* [What is required]: Look below for the line containing "x=393, y=199"; from there through the line containing "x=593, y=34", both lines included, please set down each line exactly and nothing else.

* [Task data]:
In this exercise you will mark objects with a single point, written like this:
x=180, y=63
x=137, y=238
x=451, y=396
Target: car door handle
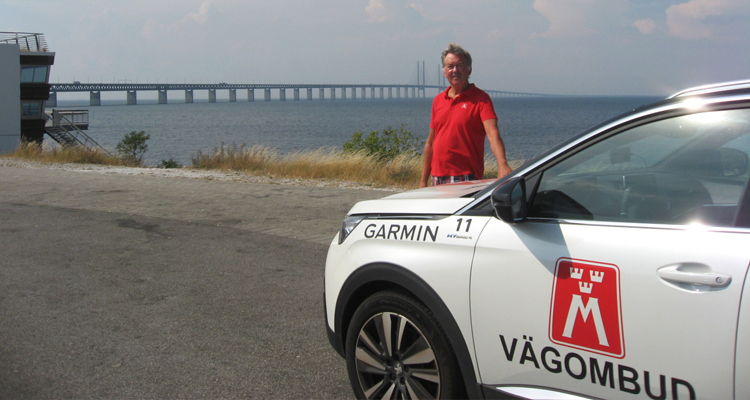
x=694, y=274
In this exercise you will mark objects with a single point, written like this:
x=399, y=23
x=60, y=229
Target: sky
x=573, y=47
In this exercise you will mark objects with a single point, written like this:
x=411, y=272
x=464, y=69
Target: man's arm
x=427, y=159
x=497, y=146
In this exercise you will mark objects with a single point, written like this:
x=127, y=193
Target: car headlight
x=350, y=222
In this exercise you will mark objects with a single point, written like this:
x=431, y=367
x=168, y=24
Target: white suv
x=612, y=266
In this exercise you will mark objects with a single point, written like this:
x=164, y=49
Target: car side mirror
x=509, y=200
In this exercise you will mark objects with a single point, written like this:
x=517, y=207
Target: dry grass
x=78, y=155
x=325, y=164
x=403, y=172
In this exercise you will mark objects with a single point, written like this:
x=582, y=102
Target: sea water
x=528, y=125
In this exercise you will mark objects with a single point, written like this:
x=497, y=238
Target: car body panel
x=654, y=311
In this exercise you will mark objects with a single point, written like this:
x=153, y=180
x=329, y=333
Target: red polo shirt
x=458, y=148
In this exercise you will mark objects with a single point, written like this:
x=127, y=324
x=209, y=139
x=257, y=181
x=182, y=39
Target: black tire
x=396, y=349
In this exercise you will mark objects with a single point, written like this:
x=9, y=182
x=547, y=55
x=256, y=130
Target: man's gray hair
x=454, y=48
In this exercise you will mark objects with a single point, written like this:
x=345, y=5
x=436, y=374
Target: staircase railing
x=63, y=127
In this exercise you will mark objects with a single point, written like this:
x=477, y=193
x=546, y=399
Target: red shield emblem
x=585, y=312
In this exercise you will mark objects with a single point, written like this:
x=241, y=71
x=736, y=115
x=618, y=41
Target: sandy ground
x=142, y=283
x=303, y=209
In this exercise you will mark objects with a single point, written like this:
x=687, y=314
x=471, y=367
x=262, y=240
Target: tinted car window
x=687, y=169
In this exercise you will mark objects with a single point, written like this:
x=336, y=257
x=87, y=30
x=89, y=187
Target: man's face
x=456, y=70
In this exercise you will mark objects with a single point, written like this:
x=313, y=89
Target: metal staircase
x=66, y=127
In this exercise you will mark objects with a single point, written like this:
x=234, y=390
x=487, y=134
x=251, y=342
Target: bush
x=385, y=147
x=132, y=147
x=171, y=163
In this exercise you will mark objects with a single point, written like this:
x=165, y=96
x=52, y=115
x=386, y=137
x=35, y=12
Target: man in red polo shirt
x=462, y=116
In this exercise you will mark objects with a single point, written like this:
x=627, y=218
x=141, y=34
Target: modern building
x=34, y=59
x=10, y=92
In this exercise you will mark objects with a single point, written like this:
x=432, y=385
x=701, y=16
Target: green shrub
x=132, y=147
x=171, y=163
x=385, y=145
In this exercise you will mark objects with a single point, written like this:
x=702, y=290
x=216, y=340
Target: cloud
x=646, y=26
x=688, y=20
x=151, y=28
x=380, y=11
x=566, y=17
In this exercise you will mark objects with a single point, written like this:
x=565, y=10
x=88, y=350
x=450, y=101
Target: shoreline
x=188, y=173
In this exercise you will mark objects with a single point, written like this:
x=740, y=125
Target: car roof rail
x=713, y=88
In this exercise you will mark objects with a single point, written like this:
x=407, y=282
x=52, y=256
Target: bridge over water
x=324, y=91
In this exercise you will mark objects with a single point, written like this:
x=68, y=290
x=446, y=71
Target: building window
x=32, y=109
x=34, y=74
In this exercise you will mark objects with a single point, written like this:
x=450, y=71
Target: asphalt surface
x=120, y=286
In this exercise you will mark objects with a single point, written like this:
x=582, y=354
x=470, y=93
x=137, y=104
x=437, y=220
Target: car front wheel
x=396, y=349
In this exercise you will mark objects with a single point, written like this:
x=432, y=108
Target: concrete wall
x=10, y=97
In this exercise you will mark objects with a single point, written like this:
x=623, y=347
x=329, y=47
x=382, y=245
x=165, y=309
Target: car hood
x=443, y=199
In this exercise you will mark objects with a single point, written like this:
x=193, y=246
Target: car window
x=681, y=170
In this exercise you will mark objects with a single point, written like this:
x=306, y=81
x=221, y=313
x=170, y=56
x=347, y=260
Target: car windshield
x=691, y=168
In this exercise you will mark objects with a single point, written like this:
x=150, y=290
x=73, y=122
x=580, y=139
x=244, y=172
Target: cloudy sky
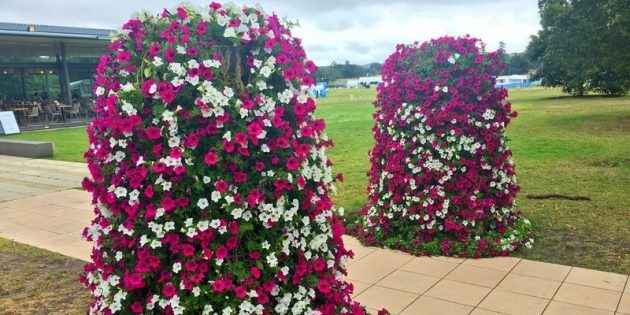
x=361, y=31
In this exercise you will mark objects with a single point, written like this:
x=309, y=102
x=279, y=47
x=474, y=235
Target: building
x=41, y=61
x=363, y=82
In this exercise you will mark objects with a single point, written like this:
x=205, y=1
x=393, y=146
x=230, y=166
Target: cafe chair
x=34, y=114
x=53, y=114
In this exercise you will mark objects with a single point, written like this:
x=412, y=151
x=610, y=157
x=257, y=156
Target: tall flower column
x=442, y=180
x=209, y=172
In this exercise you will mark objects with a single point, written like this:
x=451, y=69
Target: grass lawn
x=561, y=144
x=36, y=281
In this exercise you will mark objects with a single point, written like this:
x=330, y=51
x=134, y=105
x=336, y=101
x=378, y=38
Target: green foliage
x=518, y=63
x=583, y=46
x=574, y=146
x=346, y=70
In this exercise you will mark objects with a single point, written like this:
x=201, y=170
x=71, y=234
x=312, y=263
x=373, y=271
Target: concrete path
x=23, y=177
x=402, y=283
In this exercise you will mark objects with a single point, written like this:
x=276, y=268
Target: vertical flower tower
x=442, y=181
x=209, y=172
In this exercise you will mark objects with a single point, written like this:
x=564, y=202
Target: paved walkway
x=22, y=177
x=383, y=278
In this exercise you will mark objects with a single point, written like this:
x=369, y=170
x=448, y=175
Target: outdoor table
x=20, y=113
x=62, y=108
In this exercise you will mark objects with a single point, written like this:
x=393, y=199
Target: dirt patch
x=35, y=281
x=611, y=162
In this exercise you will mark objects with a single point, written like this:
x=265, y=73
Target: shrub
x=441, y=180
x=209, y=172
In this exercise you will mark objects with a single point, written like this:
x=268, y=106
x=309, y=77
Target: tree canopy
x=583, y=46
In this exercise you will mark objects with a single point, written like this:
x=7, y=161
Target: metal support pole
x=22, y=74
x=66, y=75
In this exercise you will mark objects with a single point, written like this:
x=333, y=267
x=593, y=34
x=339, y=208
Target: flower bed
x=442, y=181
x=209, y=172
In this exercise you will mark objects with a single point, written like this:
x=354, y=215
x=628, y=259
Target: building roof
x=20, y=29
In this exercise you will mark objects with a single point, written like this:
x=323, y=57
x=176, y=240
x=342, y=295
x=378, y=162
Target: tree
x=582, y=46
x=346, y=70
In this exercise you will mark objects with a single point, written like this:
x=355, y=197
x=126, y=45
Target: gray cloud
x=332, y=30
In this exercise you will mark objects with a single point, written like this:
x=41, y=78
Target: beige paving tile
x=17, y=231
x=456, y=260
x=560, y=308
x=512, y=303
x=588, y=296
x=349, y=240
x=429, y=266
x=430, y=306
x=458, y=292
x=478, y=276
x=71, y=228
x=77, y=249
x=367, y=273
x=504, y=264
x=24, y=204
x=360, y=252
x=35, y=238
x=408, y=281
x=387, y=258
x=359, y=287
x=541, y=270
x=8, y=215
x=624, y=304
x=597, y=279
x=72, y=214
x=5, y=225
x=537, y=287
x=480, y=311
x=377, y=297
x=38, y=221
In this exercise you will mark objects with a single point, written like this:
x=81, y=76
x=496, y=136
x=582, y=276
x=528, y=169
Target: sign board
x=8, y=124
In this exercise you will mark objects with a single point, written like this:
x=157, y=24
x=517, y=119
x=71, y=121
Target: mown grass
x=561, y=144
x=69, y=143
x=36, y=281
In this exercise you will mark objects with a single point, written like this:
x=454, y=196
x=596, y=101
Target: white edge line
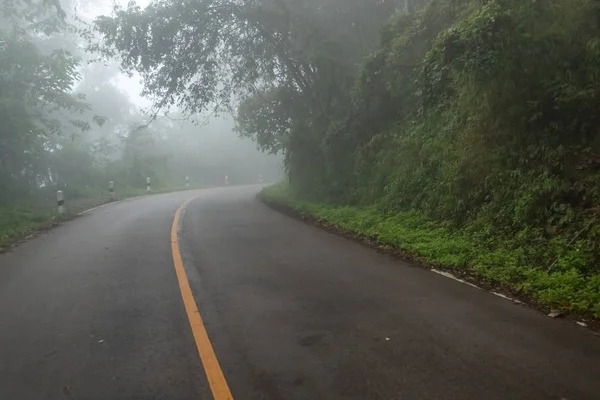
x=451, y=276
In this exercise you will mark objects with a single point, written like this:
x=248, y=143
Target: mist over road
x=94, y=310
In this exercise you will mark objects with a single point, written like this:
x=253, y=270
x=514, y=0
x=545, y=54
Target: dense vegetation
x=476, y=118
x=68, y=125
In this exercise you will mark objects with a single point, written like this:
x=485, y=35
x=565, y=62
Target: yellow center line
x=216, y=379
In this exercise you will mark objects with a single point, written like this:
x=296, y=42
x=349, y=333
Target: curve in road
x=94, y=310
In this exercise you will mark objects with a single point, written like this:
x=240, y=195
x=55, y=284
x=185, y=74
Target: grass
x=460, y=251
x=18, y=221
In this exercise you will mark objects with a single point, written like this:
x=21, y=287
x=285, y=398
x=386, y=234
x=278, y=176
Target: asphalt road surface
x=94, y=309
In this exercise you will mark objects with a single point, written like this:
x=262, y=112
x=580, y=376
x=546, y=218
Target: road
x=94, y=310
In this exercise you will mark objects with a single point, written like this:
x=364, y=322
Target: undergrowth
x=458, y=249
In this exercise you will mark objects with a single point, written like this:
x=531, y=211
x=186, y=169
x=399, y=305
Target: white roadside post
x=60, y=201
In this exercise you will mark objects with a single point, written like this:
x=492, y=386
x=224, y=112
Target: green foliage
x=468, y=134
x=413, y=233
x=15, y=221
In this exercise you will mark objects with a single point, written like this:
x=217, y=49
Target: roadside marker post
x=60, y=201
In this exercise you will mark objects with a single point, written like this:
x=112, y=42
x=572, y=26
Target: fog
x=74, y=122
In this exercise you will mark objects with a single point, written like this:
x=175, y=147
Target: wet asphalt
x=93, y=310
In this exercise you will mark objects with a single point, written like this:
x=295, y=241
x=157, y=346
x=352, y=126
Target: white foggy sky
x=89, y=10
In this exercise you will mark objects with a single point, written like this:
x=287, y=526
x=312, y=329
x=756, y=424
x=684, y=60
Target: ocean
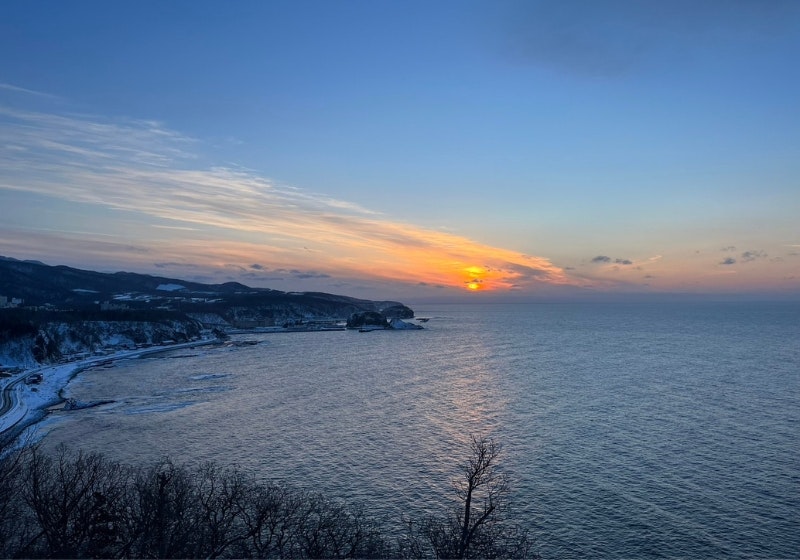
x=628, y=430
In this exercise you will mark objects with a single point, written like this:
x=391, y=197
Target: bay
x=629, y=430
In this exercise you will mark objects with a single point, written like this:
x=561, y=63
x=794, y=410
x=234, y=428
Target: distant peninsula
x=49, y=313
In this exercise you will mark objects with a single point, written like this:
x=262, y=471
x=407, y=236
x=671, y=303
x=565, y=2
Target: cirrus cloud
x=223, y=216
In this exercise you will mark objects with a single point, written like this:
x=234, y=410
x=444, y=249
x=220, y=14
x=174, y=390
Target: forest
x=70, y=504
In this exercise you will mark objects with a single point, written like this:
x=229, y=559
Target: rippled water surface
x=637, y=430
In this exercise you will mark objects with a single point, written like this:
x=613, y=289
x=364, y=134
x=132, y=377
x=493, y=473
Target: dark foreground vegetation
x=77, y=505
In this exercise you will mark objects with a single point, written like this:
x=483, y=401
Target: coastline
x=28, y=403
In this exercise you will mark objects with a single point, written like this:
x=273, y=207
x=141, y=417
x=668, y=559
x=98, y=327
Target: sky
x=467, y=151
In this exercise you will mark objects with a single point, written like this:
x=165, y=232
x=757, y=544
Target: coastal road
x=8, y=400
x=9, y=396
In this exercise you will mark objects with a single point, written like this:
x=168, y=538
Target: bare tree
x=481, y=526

* [Task output]:
x=393, y=199
Target: dirt patch
x=35, y=281
x=611, y=162
In this exercise you will mark objects with a single point, written like this:
x=265, y=73
Target: shrub
x=441, y=180
x=209, y=172
In this exercise you will mark objects with a single point, written like this:
x=268, y=106
x=309, y=77
Target: tree canopy
x=583, y=46
In this exercise you will mark objects with a single point, written like this:
x=7, y=161
Target: metal support pole
x=22, y=74
x=66, y=75
In this exercise you will mark objects with a single point, written like this:
x=333, y=267
x=593, y=34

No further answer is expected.